DATA FOR THIS EXERCISE →
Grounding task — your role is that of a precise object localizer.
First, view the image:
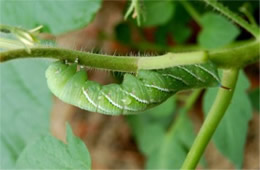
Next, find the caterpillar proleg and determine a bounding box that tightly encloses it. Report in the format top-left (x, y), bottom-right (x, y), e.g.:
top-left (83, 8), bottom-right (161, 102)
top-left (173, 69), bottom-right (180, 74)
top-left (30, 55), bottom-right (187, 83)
top-left (46, 61), bottom-right (219, 115)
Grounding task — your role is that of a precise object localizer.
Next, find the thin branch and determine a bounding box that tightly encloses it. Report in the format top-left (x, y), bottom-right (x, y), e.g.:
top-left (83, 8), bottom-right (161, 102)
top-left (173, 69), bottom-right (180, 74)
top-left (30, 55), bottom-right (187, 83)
top-left (0, 47), bottom-right (208, 72)
top-left (181, 69), bottom-right (239, 169)
top-left (0, 41), bottom-right (260, 72)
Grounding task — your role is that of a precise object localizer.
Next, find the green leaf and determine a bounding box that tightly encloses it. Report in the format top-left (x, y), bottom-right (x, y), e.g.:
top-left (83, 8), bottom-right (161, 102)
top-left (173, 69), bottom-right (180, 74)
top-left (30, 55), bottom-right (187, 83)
top-left (17, 125), bottom-right (91, 169)
top-left (141, 0), bottom-right (175, 27)
top-left (249, 88), bottom-right (260, 112)
top-left (0, 0), bottom-right (101, 34)
top-left (0, 59), bottom-right (51, 169)
top-left (198, 12), bottom-right (240, 49)
top-left (203, 70), bottom-right (252, 169)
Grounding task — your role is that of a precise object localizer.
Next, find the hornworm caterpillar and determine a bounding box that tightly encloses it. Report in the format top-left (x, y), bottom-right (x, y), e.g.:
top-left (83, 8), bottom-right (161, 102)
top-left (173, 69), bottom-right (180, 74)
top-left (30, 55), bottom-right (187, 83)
top-left (46, 61), bottom-right (219, 115)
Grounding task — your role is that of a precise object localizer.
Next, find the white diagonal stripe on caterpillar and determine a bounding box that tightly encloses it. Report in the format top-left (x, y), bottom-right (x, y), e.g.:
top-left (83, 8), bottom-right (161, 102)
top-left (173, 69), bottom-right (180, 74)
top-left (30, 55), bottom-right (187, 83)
top-left (144, 84), bottom-right (171, 92)
top-left (162, 74), bottom-right (189, 86)
top-left (120, 89), bottom-right (149, 104)
top-left (101, 92), bottom-right (124, 109)
top-left (194, 64), bottom-right (220, 81)
top-left (176, 66), bottom-right (205, 82)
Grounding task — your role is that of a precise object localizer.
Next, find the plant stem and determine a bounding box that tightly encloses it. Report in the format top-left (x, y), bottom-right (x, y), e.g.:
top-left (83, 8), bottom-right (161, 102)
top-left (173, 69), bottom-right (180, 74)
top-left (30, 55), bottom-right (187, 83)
top-left (0, 47), bottom-right (208, 72)
top-left (209, 40), bottom-right (260, 68)
top-left (181, 69), bottom-right (239, 169)
top-left (0, 40), bottom-right (260, 72)
top-left (179, 0), bottom-right (201, 25)
top-left (204, 0), bottom-right (260, 39)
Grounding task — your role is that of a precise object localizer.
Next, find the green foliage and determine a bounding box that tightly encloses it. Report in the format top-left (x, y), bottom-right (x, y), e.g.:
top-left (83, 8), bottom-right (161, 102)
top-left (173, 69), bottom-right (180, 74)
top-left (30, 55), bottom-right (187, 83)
top-left (16, 125), bottom-right (91, 169)
top-left (203, 72), bottom-right (252, 169)
top-left (249, 88), bottom-right (260, 112)
top-left (0, 0), bottom-right (101, 34)
top-left (198, 12), bottom-right (240, 49)
top-left (0, 59), bottom-right (51, 169)
top-left (127, 97), bottom-right (195, 169)
top-left (141, 0), bottom-right (175, 27)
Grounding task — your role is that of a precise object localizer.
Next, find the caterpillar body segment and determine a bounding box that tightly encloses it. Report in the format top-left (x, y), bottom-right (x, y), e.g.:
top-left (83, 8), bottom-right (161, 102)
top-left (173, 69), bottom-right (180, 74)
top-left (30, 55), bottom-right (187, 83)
top-left (46, 61), bottom-right (219, 115)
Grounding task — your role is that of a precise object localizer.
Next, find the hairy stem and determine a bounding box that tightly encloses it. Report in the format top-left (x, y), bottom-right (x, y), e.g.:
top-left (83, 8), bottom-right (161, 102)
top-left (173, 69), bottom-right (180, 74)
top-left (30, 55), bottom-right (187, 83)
top-left (182, 69), bottom-right (239, 169)
top-left (203, 0), bottom-right (260, 39)
top-left (179, 0), bottom-right (201, 25)
top-left (0, 47), bottom-right (208, 72)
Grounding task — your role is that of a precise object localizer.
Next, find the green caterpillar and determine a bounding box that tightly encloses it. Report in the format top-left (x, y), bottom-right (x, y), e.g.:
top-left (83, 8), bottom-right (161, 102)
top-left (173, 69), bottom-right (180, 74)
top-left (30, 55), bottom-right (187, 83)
top-left (46, 61), bottom-right (219, 115)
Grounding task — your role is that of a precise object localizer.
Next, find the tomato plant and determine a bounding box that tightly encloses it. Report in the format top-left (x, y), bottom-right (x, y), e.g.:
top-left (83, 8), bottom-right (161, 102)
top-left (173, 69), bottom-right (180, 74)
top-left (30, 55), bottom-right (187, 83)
top-left (0, 0), bottom-right (260, 169)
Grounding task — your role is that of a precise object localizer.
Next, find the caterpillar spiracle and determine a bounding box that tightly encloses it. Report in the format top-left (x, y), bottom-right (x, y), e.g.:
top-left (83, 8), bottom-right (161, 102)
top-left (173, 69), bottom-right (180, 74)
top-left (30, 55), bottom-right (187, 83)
top-left (46, 61), bottom-right (219, 115)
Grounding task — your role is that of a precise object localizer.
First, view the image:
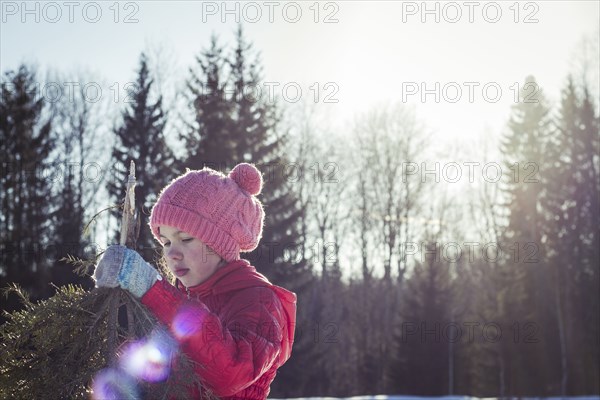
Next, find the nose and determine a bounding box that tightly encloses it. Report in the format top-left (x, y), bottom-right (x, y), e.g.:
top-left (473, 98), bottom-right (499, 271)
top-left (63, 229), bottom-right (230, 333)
top-left (165, 245), bottom-right (183, 260)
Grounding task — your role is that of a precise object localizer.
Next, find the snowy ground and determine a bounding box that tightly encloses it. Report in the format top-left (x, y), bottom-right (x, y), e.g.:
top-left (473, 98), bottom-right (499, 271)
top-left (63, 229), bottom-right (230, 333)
top-left (271, 395), bottom-right (600, 400)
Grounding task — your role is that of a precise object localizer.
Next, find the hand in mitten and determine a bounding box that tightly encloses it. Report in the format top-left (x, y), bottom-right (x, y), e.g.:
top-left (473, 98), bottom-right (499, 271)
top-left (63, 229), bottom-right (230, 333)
top-left (94, 245), bottom-right (160, 298)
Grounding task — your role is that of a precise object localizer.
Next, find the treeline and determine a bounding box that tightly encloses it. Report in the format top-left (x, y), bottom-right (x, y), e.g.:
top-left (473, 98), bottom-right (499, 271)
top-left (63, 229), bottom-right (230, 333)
top-left (0, 29), bottom-right (600, 397)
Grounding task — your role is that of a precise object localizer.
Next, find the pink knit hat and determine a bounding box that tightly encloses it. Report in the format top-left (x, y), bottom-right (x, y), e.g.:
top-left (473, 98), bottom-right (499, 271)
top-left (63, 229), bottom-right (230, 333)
top-left (150, 163), bottom-right (264, 261)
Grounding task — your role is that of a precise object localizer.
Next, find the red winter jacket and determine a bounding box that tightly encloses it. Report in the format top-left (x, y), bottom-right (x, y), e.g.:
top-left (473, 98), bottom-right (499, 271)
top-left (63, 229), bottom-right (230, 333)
top-left (142, 260), bottom-right (296, 399)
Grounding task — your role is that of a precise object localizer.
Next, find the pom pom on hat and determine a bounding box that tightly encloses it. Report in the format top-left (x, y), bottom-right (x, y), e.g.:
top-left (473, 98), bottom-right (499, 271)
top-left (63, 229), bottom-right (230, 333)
top-left (229, 163), bottom-right (263, 196)
top-left (150, 163), bottom-right (264, 261)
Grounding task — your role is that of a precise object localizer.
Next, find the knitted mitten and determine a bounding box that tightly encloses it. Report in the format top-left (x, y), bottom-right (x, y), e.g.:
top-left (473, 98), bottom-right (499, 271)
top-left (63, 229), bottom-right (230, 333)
top-left (94, 245), bottom-right (160, 298)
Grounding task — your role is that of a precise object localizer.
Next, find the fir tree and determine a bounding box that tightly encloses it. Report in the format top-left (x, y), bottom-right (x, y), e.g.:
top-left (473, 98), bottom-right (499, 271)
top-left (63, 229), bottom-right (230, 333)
top-left (181, 35), bottom-right (240, 172)
top-left (498, 76), bottom-right (552, 395)
top-left (183, 27), bottom-right (312, 395)
top-left (0, 65), bottom-right (54, 310)
top-left (108, 54), bottom-right (176, 260)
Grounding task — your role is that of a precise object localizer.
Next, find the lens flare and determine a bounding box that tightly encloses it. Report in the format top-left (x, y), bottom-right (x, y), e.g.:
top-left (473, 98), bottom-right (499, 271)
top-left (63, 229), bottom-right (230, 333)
top-left (92, 368), bottom-right (141, 400)
top-left (120, 331), bottom-right (177, 382)
top-left (171, 306), bottom-right (206, 340)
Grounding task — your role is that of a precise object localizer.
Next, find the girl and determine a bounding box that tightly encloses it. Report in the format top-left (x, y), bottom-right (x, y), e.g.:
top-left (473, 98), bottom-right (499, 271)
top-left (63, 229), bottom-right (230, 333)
top-left (94, 163), bottom-right (296, 399)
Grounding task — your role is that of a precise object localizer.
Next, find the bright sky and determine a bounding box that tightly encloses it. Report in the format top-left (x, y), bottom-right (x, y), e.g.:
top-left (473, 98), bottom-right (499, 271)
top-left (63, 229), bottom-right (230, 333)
top-left (0, 1), bottom-right (600, 147)
top-left (0, 0), bottom-right (600, 278)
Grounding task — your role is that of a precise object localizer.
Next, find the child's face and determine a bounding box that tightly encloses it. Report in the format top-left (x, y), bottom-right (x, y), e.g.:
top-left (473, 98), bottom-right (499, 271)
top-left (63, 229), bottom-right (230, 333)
top-left (158, 225), bottom-right (221, 287)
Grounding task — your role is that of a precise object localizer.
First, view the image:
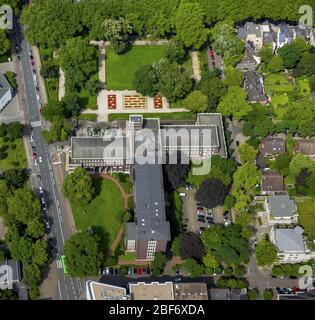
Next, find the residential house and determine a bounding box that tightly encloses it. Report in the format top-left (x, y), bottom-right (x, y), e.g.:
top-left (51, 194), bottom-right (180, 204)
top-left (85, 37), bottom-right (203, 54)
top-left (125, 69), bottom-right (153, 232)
top-left (295, 139), bottom-right (315, 160)
top-left (264, 195), bottom-right (298, 225)
top-left (0, 72), bottom-right (12, 112)
top-left (260, 137), bottom-right (286, 160)
top-left (237, 43), bottom-right (260, 72)
top-left (269, 226), bottom-right (315, 263)
top-left (261, 171), bottom-right (285, 195)
top-left (244, 70), bottom-right (268, 105)
top-left (277, 23), bottom-right (294, 49)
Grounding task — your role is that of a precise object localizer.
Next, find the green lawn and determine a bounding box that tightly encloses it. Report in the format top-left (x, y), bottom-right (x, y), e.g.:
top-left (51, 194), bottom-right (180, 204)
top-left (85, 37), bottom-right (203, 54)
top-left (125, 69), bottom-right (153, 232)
top-left (106, 46), bottom-right (165, 90)
top-left (71, 179), bottom-right (124, 250)
top-left (79, 89), bottom-right (97, 110)
top-left (0, 138), bottom-right (27, 171)
top-left (108, 112), bottom-right (196, 121)
top-left (111, 173), bottom-right (132, 194)
top-left (265, 73), bottom-right (294, 93)
top-left (297, 199), bottom-right (315, 238)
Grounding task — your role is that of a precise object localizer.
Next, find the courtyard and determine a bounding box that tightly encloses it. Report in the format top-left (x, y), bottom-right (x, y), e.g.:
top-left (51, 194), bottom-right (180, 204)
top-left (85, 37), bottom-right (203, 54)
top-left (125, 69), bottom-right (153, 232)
top-left (106, 45), bottom-right (165, 90)
top-left (71, 178), bottom-right (124, 251)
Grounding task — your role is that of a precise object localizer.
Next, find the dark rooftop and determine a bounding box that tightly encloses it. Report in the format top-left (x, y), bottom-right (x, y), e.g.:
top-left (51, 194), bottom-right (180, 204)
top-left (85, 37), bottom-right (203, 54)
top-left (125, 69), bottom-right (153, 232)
top-left (261, 171), bottom-right (284, 192)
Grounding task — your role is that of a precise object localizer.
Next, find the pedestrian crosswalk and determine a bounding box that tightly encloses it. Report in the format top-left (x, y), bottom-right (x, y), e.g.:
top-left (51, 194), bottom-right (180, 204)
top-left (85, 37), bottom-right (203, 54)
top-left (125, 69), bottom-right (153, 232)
top-left (56, 259), bottom-right (62, 269)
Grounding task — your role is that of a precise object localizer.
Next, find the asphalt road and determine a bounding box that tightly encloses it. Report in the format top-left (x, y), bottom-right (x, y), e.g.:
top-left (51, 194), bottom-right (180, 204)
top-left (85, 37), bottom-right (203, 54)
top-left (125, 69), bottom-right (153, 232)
top-left (16, 20), bottom-right (85, 300)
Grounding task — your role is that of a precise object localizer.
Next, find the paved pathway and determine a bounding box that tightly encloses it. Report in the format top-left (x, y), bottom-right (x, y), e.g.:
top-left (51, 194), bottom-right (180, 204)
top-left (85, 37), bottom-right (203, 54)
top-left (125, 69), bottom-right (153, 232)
top-left (191, 51), bottom-right (201, 82)
top-left (58, 68), bottom-right (66, 101)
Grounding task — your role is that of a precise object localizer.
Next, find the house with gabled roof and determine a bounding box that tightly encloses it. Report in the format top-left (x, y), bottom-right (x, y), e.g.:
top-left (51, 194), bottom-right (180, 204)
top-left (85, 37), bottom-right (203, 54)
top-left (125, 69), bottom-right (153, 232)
top-left (269, 226), bottom-right (315, 263)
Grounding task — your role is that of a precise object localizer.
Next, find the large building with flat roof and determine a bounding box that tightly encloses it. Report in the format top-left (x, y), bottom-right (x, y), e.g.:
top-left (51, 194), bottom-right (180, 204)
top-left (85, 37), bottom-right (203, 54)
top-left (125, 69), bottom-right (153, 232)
top-left (67, 113), bottom-right (227, 261)
top-left (86, 281), bottom-right (208, 301)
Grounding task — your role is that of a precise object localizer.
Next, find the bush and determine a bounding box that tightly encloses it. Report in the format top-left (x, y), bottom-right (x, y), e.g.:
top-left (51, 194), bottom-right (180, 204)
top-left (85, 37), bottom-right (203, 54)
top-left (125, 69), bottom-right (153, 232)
top-left (0, 152), bottom-right (8, 160)
top-left (263, 289), bottom-right (274, 300)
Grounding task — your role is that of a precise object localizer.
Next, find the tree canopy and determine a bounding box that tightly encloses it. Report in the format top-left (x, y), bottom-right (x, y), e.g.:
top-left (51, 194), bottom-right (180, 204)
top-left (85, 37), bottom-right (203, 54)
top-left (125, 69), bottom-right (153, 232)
top-left (195, 178), bottom-right (228, 208)
top-left (62, 167), bottom-right (94, 206)
top-left (217, 86), bottom-right (252, 120)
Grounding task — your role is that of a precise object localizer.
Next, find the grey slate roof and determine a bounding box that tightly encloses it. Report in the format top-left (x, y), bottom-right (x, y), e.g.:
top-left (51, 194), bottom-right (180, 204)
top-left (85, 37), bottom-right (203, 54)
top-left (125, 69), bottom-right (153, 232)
top-left (268, 195), bottom-right (296, 218)
top-left (0, 72), bottom-right (12, 99)
top-left (261, 171), bottom-right (284, 192)
top-left (244, 70), bottom-right (268, 102)
top-left (132, 119), bottom-right (171, 241)
top-left (275, 226), bottom-right (306, 252)
top-left (71, 137), bottom-right (129, 160)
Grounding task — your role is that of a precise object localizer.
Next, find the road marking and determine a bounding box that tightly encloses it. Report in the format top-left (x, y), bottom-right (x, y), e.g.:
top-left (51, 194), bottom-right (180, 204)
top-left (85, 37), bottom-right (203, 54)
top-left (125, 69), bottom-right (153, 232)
top-left (56, 259), bottom-right (62, 269)
top-left (58, 280), bottom-right (62, 300)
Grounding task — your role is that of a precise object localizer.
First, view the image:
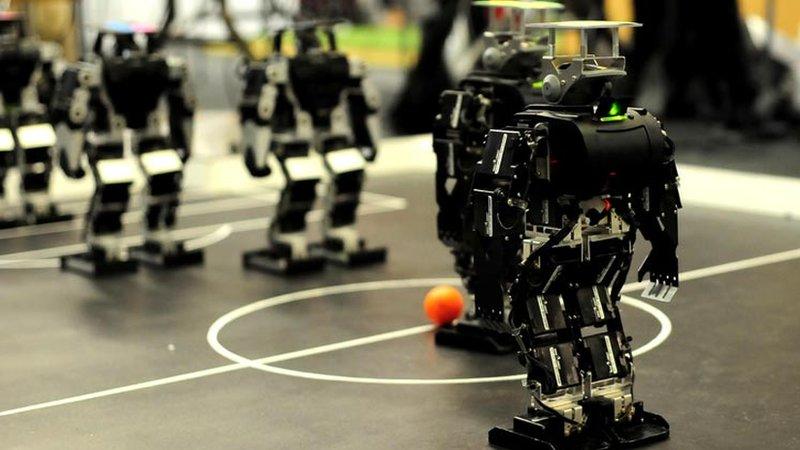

AIM OF THE EXERCISE → Could you express the items above, from the start through the line holding "top-left (0, 41), bottom-right (260, 72)" (inclusive), as a two-column CSV with columns input and output, one row per item giving its text and its answer, each in a single quoted field with line breaks turned into spaces? Leave the pictures out.

ANSWER TO THE EXERCISE →
input,output
"Grounding task — your role is that of a precise object localizer. First, view the image: Next, find the caterpillar proleg and determine a bounding box that tightly encloses it. Report in the format top-left (x, y), bottom-right (x, y), e.g.: top-left (83, 8), bottom-right (161, 102) top-left (173, 69), bottom-right (180, 74) top-left (30, 55), bottom-right (187, 83)","top-left (46, 61), bottom-right (219, 115)"
"Grounding task — your role is that of a precise object localizer. Next, find the thin branch and determine a bounding box that tightly encloses it. Report in the format top-left (x, y), bottom-right (x, y), e.g.: top-left (83, 8), bottom-right (161, 102) top-left (173, 69), bottom-right (180, 74) top-left (30, 55), bottom-right (187, 83)","top-left (0, 47), bottom-right (208, 72) top-left (181, 69), bottom-right (239, 169) top-left (0, 41), bottom-right (260, 72)"